[INSTRUCTIONS FOR THE TASK] Reproduce each line exactly. Skip none.

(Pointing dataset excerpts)
· · · · · · ·

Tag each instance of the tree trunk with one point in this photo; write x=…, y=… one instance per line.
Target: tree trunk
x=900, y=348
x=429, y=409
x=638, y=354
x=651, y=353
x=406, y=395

· · · · · · ·

[WRITTEN ANSWER]
Tag each instance of the tree trunk with one point in this photo; write x=…, y=… one instance per line.
Target: tree trunk
x=900, y=348
x=429, y=409
x=638, y=354
x=651, y=353
x=406, y=395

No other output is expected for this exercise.